[Stored data Boundary: Start]

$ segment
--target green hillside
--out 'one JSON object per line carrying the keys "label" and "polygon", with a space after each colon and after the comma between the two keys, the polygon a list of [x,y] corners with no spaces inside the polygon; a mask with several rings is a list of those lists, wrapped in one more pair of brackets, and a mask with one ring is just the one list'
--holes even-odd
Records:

[Stored data Boundary: End]

What this task involves
Could you transcribe the entries exactly, from the first line through the line containing "--out 'one JSON", and give nothing more?

Response for this exercise
$ segment
--target green hillside
--out 'one JSON object per line carrying the keys "label" and "polygon", with a space after each colon and after the comma between the two keys, the polygon a list of [x,y] corners with no spaces inside the polygon; a mask with several rings is a list of those lists, wrapped in one more pair of brackets, and a mask with one ring is just the one list'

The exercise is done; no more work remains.